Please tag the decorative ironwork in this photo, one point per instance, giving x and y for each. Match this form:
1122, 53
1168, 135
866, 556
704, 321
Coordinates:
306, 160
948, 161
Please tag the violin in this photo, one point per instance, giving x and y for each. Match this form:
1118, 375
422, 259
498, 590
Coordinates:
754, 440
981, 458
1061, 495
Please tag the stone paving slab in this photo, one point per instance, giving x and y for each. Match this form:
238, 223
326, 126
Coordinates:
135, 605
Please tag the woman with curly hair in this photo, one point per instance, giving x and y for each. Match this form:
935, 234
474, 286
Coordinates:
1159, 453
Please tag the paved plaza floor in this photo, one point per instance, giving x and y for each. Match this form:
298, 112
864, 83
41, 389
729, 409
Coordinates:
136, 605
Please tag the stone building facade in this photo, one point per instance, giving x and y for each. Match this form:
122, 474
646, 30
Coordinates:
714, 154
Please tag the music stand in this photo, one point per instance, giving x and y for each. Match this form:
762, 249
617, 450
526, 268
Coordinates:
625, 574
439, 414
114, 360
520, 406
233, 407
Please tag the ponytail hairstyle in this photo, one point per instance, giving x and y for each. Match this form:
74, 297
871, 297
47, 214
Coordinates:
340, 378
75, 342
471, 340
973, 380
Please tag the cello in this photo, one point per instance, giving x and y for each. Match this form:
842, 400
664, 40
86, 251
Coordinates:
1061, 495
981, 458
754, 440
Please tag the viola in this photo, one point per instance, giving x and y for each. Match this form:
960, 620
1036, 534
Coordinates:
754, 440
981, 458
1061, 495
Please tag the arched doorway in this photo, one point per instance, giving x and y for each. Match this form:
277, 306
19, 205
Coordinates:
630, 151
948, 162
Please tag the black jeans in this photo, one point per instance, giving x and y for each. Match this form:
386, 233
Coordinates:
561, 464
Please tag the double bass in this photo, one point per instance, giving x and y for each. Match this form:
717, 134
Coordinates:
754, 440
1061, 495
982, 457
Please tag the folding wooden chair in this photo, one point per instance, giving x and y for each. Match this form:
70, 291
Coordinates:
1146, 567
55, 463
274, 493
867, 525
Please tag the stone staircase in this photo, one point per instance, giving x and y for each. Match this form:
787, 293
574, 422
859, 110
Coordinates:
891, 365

--

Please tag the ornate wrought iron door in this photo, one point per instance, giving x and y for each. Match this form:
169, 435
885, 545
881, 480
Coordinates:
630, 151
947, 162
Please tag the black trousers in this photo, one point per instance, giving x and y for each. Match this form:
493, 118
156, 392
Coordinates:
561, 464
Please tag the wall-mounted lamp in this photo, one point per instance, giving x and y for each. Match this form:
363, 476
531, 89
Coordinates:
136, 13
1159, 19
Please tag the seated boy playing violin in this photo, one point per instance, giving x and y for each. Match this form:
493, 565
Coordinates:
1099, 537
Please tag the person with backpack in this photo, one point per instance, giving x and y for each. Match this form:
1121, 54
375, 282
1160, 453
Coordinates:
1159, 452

The problem >> Each line of the entries above that contains "violin" is to be copied.

Output for this task >>
Please tag the violin in this photo, one point per instance, giving x and y for each. Match this form:
Please tag the seated boy playing violin in this photo, one point per instance, giving x and y for each. Match this form:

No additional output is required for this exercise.